* [Job]
Copy the entries from the beginning through the line holding "[410,147,497,296]", inclusive, swapping "man's" for "person's" and leaving everything else unchanged. Omit the pictures from your copy.

Bounding-box entries:
§ §

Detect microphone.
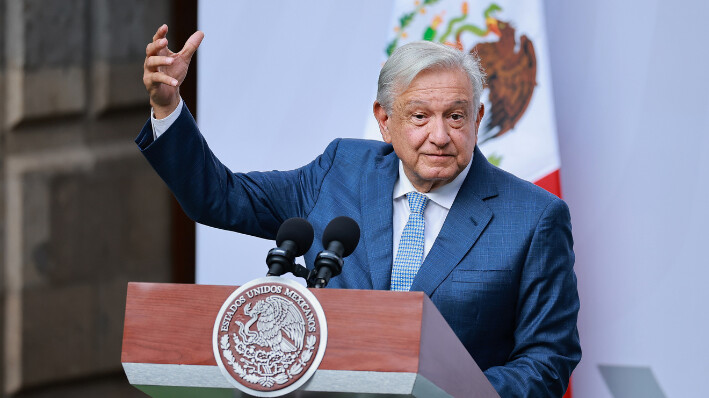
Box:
[314,216,359,288]
[266,217,314,276]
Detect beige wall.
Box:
[0,0,171,395]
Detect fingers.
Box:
[143,72,178,87]
[153,24,167,41]
[180,30,204,59]
[145,55,175,71]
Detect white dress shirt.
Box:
[150,98,473,259]
[392,158,473,259]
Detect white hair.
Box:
[377,41,485,117]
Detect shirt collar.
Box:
[393,152,473,210]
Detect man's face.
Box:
[374,69,484,192]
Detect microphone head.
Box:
[322,216,359,257]
[276,217,315,257]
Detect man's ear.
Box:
[475,102,485,130]
[374,101,391,144]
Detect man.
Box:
[136,25,581,397]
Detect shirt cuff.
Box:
[150,97,182,140]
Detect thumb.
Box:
[180,30,204,59]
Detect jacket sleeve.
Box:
[135,102,339,239]
[485,198,581,397]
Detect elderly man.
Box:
[136,26,581,397]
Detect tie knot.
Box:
[406,192,428,215]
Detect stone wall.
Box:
[0,0,172,394]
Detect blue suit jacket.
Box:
[136,107,581,397]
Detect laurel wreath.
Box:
[219,334,317,388]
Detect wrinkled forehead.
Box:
[392,65,473,102]
[392,66,474,104]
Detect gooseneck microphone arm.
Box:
[311,217,359,288]
[266,217,314,277]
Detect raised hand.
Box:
[143,25,204,119]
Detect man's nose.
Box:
[428,118,451,147]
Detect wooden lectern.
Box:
[121,283,499,398]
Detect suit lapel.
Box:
[360,151,399,290]
[410,147,497,296]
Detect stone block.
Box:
[91,0,170,114]
[3,143,171,393]
[19,282,97,388]
[5,0,86,128]
[12,151,170,287]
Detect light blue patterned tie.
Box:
[391,192,428,292]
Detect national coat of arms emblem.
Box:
[212,277,327,397]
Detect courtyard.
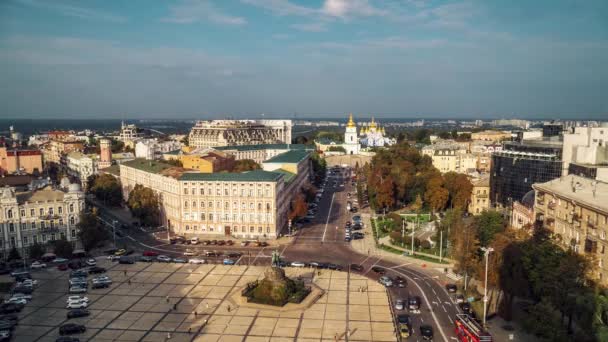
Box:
[14,259,395,342]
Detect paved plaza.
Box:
[15,260,395,342]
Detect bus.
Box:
[454,314,492,342]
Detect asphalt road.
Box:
[96,169,459,342]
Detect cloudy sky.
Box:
[0,0,608,118]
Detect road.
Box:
[91,167,459,342]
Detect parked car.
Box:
[66,309,91,319]
[59,323,87,335]
[156,254,171,262]
[30,261,46,269]
[89,266,106,274]
[350,264,363,272]
[378,276,393,287]
[420,324,433,341]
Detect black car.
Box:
[445,284,458,293]
[420,325,433,340]
[118,255,135,265]
[55,336,80,342]
[372,266,386,274]
[89,266,106,274]
[59,323,87,335]
[67,309,91,319]
[350,264,363,272]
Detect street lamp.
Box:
[481,247,494,327]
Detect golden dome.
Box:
[346,113,355,127]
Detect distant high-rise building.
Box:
[97,138,112,169]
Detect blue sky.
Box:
[0,0,608,119]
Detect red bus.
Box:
[454,314,492,342]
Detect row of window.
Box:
[184,201,272,210]
[6,203,74,219]
[184,186,270,197]
[184,213,273,223]
[0,217,76,233]
[186,225,270,234]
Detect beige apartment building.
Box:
[120,154,310,239]
[0,178,85,257]
[468,177,490,215]
[532,175,608,285]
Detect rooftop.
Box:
[179,170,285,182]
[532,175,608,213]
[264,150,310,163]
[213,144,314,151]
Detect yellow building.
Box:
[469,177,490,215]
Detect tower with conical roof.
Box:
[342,113,360,154]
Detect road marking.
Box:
[394,270,448,342]
[321,193,336,241]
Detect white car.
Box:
[30,261,46,268]
[4,298,27,305]
[66,296,89,303]
[66,302,89,309]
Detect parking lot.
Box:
[9,258,395,342]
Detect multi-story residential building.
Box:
[135,139,182,160]
[0,147,42,174]
[562,123,608,181]
[471,131,511,142]
[66,152,98,189]
[120,154,310,239]
[533,175,608,285]
[490,139,562,207]
[188,120,291,148]
[511,190,535,229]
[0,179,85,257]
[468,177,490,215]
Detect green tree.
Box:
[28,242,46,260]
[87,174,122,206]
[52,238,74,259]
[127,184,160,226]
[78,212,108,252]
[232,159,262,172]
[7,246,21,261]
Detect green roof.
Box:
[121,158,175,173]
[179,170,284,182]
[211,144,313,151]
[264,150,310,163]
[272,169,296,184]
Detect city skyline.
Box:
[0,0,608,119]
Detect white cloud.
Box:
[161,0,247,26]
[17,0,127,23]
[291,22,327,32]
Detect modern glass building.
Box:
[490,138,562,206]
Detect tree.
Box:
[288,194,308,220]
[7,246,21,261]
[78,212,108,252]
[28,242,46,260]
[87,174,122,206]
[232,159,262,172]
[443,172,473,209]
[52,238,74,259]
[127,184,160,226]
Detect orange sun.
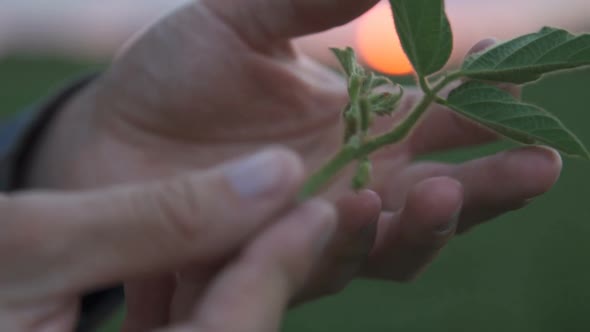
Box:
[356,3,414,75]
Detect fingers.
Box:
[407,38,521,156]
[382,147,562,232]
[2,150,303,296]
[363,177,463,281]
[175,201,336,332]
[203,0,378,48]
[294,190,381,304]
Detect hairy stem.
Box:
[299,72,461,200]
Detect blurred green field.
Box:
[0,58,590,332]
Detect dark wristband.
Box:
[0,75,124,332]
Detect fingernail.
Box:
[435,209,461,235]
[223,151,285,197]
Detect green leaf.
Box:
[330,47,365,77]
[389,0,453,77]
[445,81,590,159]
[461,27,590,84]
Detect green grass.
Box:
[0,59,590,332]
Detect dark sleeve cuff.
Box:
[0,75,96,191]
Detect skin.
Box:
[17,0,561,331]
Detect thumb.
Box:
[202,0,379,47]
[5,150,303,291]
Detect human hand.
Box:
[0,150,336,332]
[29,0,561,327]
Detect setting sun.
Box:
[356,3,414,75]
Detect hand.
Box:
[0,151,336,332]
[29,0,561,329]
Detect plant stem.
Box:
[299,72,461,200]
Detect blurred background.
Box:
[0,0,590,332]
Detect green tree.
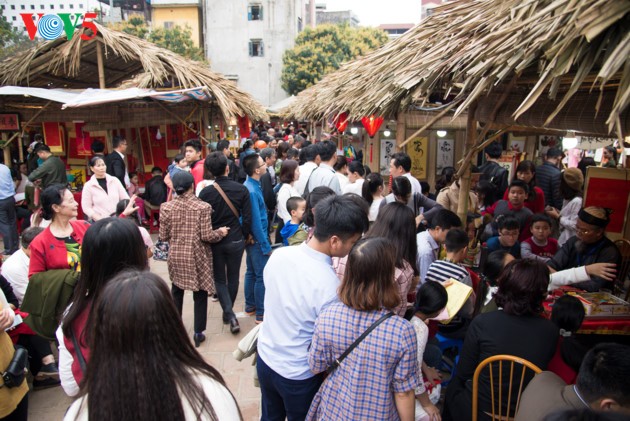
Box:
[282,24,388,95]
[0,10,38,60]
[110,16,205,61]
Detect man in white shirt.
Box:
[304,140,341,194]
[0,227,44,305]
[293,145,320,195]
[389,152,422,194]
[256,196,368,420]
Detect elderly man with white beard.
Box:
[548,206,621,292]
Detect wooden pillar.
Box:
[457,101,477,227]
[95,39,105,89]
[2,133,11,168]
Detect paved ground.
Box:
[29,254,260,421]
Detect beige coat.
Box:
[160,192,223,294]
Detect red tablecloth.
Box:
[543,290,630,335]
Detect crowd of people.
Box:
[0,129,630,421]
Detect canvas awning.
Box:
[0,86,212,109]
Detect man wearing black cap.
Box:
[536,148,562,209]
[547,206,621,292]
[28,144,68,189]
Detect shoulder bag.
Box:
[326,311,394,375]
[212,182,256,246]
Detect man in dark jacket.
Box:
[479,142,508,202]
[105,136,129,188]
[260,148,277,231]
[536,148,562,209]
[199,152,252,334]
[143,167,168,209]
[28,143,68,189]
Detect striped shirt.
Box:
[426,260,472,287]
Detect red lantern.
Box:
[361,115,383,137]
[335,113,348,133]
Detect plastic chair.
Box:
[613,238,630,301]
[472,355,542,421]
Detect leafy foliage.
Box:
[110,16,205,61]
[282,24,388,95]
[0,10,37,60]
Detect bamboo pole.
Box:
[457,101,477,227]
[96,40,105,89]
[396,110,407,148]
[153,99,210,143]
[396,101,458,150]
[2,133,11,168]
[2,101,52,148]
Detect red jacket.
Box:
[28,221,90,278]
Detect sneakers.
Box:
[35,363,59,382]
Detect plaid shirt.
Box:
[307,303,420,420]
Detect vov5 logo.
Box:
[20,12,98,41]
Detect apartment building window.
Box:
[249,39,264,57]
[247,4,262,20]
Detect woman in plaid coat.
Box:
[160,172,229,347]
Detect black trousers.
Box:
[171,284,208,333]
[0,394,28,421]
[212,239,245,322]
[0,196,19,253]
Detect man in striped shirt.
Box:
[425,228,472,287]
[426,228,475,339]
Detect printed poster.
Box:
[407,137,429,180]
[380,139,396,175]
[436,139,455,174]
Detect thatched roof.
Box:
[0,23,267,120]
[285,0,630,135]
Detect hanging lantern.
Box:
[361,115,384,137]
[335,113,348,133]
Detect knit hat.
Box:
[562,168,584,191]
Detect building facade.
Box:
[151,0,203,47]
[204,0,304,106]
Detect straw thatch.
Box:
[285,0,630,135]
[0,23,267,120]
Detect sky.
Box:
[324,0,422,26]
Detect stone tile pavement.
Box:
[29,256,260,421]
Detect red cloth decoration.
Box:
[361,115,384,137]
[335,113,348,133]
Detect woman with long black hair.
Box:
[55,218,148,396]
[64,271,242,421]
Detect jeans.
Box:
[171,284,208,333]
[0,196,19,253]
[256,355,324,421]
[212,239,245,322]
[245,243,269,320]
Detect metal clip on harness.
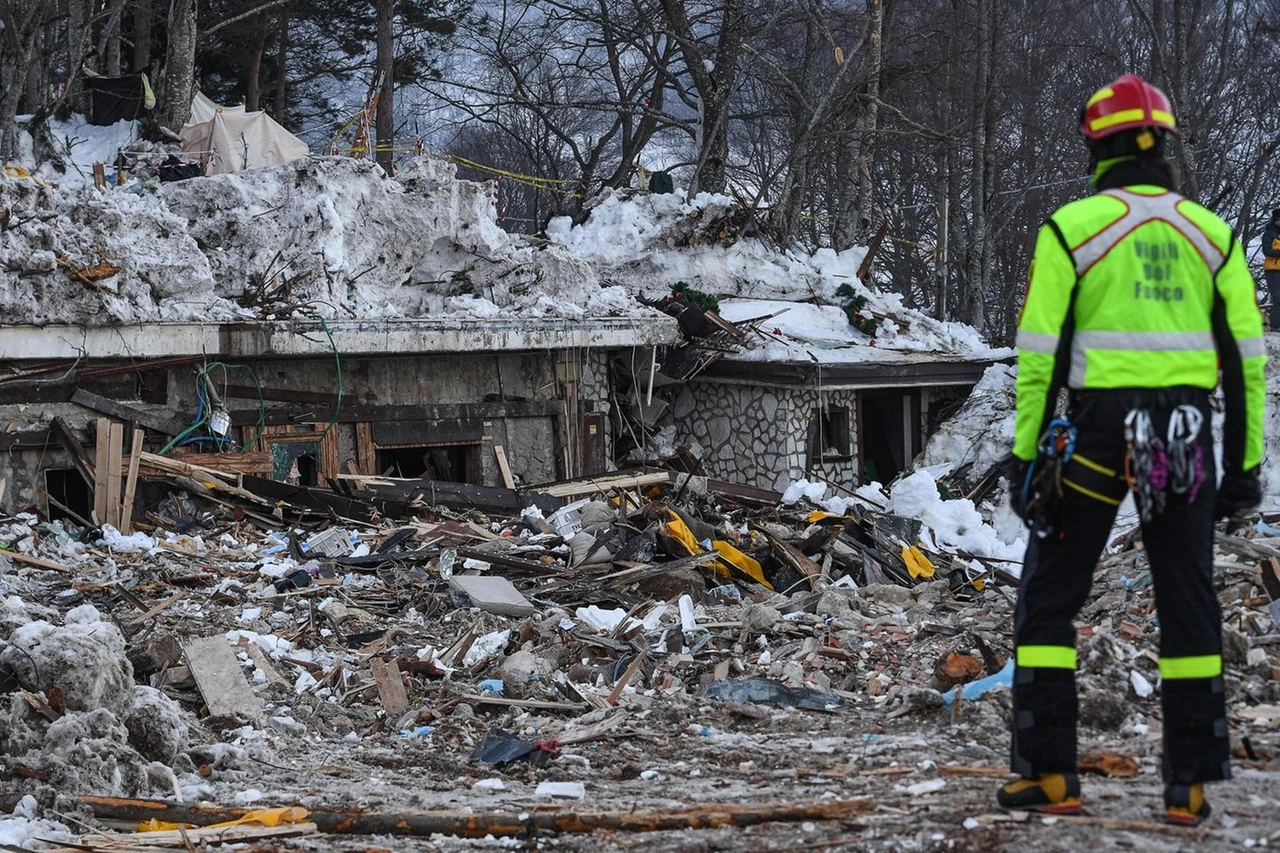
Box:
[1021,418,1079,539]
[1124,409,1169,521]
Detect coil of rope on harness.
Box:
[1021,418,1079,539]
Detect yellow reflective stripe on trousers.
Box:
[1160,654,1222,681]
[1018,646,1075,670]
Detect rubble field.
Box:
[0,455,1280,852]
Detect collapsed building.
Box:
[0,147,1009,520]
[0,137,1280,852]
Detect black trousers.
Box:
[1262,269,1280,332]
[1011,389,1230,784]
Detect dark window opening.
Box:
[293,453,320,485]
[45,467,93,524]
[809,409,852,465]
[858,392,911,483]
[376,444,480,483]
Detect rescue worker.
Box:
[1262,207,1280,332]
[997,74,1266,825]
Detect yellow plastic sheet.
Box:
[666,512,703,557]
[902,546,933,579]
[712,539,773,589]
[138,806,311,833]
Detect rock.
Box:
[863,584,915,606]
[1222,628,1249,666]
[636,569,707,601]
[814,587,858,619]
[933,652,982,688]
[498,649,556,685]
[124,686,188,765]
[1080,689,1129,731]
[739,602,782,634]
[0,605,133,719]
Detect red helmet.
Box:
[1080,74,1179,140]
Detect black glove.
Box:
[1213,467,1262,519]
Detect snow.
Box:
[920,364,1018,483]
[0,794,79,850]
[35,115,151,184]
[0,151,658,325]
[547,191,1012,362]
[888,470,1027,561]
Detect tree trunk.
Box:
[156,0,196,133]
[831,0,884,251]
[67,0,93,115]
[0,0,46,161]
[662,0,746,197]
[375,0,396,174]
[244,32,266,113]
[97,0,124,77]
[133,0,155,71]
[275,12,289,124]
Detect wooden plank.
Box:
[534,471,671,498]
[128,592,189,628]
[183,634,262,720]
[106,420,124,530]
[93,418,111,524]
[493,444,516,489]
[51,416,93,489]
[230,397,560,427]
[356,420,381,476]
[120,429,142,535]
[0,551,76,571]
[169,451,274,476]
[369,654,408,722]
[72,388,186,435]
[114,808,320,852]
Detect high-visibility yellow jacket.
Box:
[1014,184,1266,471]
[1262,220,1280,270]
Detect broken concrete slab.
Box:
[449,575,538,616]
[183,634,262,720]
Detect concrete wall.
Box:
[672,379,969,491]
[672,380,858,491]
[0,350,612,511]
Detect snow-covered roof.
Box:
[547,192,1012,365]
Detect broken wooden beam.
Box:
[72,388,186,435]
[62,797,872,838]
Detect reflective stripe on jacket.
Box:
[1014,184,1266,470]
[1262,222,1280,270]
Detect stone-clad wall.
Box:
[672,380,858,491]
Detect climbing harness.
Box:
[1124,409,1169,521]
[1021,418,1079,539]
[1124,405,1204,521]
[1166,405,1204,503]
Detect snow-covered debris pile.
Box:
[547,191,1011,361]
[888,470,1027,561]
[0,598,188,797]
[920,364,1018,483]
[0,151,652,324]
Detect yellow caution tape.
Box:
[902,546,933,579]
[138,806,311,833]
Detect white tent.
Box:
[179,92,307,174]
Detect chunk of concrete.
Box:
[449,575,536,616]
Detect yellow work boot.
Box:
[996,774,1080,815]
[1165,783,1213,826]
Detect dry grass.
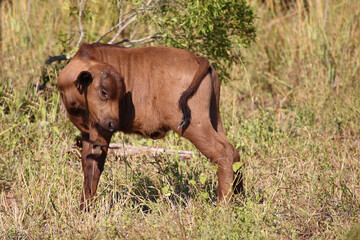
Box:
[0,0,360,239]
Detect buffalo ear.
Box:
[75,71,93,94]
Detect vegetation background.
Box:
[0,0,360,239]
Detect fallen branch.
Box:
[76,0,84,48]
[109,143,195,160]
[114,35,161,45]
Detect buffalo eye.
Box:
[100,89,109,100]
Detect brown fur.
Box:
[58,43,242,208]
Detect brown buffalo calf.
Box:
[58,44,242,208]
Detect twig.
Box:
[76,0,84,48]
[95,0,158,44]
[109,0,122,43]
[109,143,195,160]
[114,35,161,45]
[45,55,70,65]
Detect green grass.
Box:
[0,0,360,239]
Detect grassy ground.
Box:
[0,0,360,239]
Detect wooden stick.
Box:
[108,143,195,160]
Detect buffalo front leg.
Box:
[80,129,111,211]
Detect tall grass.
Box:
[0,0,360,239]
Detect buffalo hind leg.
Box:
[183,121,243,203]
[80,129,111,211]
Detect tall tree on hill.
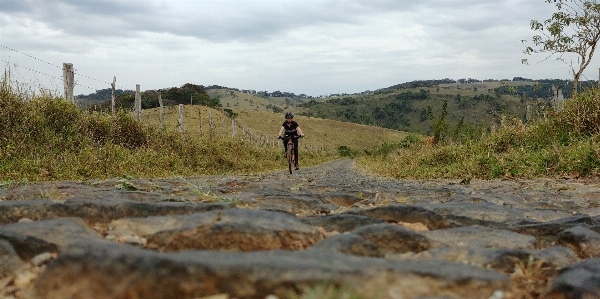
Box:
[522,0,600,98]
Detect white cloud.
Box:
[0,0,599,95]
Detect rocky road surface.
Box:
[0,160,600,299]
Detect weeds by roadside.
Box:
[357,89,600,179]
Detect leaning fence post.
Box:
[231,118,236,138]
[110,76,117,114]
[208,110,214,138]
[177,104,183,132]
[158,92,165,129]
[133,84,142,121]
[63,63,75,104]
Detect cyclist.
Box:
[277,112,304,170]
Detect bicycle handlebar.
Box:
[277,135,304,140]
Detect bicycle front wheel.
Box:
[286,146,294,174]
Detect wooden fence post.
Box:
[133,84,142,121]
[110,76,117,114]
[63,63,75,104]
[208,110,214,138]
[198,106,204,137]
[177,104,183,132]
[231,118,236,138]
[158,92,165,129]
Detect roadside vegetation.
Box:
[0,70,600,182]
[0,78,333,183]
[358,88,600,180]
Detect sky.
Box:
[0,0,600,96]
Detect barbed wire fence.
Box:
[0,44,325,155]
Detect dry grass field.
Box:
[142,105,407,150]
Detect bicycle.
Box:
[278,136,302,174]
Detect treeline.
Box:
[300,86,525,134]
[78,83,221,110]
[494,77,598,99]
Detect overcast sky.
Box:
[0,0,600,96]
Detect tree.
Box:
[522,0,600,98]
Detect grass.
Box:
[357,89,600,179]
[0,71,600,298]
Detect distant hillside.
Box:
[78,77,596,135]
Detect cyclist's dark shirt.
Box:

§ §

* [Reply to the exercise]
Detect microphone.
Box:
[314,216,359,288]
[266,217,314,276]
Detect beige wall.
Box:
[0,0,171,395]
Detect fingers.
Box:
[143,72,178,87]
[153,24,167,41]
[180,30,204,59]
[145,55,175,71]
Detect white dress shirt.
Box:
[150,98,473,259]
[392,158,473,259]
Detect white hair.
Box:
[377,41,485,117]
Detect shirt collar.
Box:
[393,152,473,210]
Detect person's face.
Box:
[374,69,484,192]
Detect microphone head.
Box:
[322,216,359,257]
[276,217,315,257]
Detect person's ear.
Box:
[475,102,485,130]
[374,101,391,144]
Detect man.
Box:
[136,25,581,397]
Detect shirt cuff.
Box:
[150,97,182,140]
Detect thumb.
Box:
[180,30,204,59]
Detect jacket sleeve.
Box:
[135,102,339,239]
[485,198,581,397]
Detect elderly man.
Box:
[136,26,581,397]
Detect tie knot.
Box:
[406,192,428,215]
Detect stone wall.
Box:
[0,0,172,394]
Detect blue suit jacket.
Box:
[136,107,581,397]
Detect laurel wreath.
Box:
[219,334,317,388]
Detect wrinkled forehead.
Box:
[392,65,473,102]
[392,66,474,104]
Detect gooseneck microphone arm.
Box:
[311,217,359,288]
[266,217,314,277]
Detect raised hand.
Box:
[143,25,204,119]
Detect person's nose.
Box:
[428,118,451,147]
Detect wooden lectern.
Box:
[121,283,499,398]
Detect suit lapel.
Box:
[360,151,399,290]
[410,147,497,296]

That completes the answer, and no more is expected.